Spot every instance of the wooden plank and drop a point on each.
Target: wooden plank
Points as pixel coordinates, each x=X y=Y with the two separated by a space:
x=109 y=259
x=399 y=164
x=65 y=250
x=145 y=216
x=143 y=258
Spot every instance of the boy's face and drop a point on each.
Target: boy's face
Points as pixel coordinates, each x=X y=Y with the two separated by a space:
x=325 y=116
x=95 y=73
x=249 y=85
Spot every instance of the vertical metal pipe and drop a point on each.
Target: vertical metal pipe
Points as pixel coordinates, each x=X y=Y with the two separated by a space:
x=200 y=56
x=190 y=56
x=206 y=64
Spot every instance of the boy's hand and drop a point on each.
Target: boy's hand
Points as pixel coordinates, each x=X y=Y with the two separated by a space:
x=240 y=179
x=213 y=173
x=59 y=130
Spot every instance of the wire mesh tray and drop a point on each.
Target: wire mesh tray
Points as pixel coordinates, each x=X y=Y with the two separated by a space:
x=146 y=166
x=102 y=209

* * *

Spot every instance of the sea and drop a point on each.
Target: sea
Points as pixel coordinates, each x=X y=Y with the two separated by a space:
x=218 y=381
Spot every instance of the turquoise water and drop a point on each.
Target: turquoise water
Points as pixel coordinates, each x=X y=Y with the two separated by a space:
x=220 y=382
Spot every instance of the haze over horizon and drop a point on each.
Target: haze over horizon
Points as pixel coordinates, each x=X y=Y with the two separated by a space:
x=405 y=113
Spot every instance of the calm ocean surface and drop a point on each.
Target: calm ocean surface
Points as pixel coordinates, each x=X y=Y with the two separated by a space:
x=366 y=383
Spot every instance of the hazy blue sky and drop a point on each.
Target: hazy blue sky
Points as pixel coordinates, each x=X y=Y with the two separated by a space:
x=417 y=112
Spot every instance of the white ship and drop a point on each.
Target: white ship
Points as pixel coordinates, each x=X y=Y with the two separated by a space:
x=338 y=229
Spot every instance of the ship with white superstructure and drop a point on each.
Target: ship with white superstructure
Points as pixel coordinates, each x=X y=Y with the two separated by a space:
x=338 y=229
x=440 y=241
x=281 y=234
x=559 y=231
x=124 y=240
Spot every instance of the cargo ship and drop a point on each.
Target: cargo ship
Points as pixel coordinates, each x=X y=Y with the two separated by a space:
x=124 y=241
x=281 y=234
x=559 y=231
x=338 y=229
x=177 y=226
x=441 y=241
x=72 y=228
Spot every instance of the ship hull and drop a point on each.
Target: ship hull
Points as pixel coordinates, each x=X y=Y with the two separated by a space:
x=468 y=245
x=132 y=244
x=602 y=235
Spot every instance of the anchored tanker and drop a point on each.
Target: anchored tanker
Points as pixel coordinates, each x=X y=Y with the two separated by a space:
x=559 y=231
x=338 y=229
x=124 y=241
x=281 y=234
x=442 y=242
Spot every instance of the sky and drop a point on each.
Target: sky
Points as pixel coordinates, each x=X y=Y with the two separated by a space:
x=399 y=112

Task goal: Begin with the line above that has "Spot every instance of the wooden" and continue through the line that has "Target: boy's face", setting each one down exactly. Stop there.

Your response:
Spot every instance of the wooden plank and drop a point on each.
Target: wooden plank
Points as pixel coordinates, each x=X y=Y with the two separated by a space:
x=109 y=259
x=399 y=164
x=65 y=250
x=145 y=216
x=143 y=258
Spot every instance of the boy's face and drop a point on each.
Target: boy's face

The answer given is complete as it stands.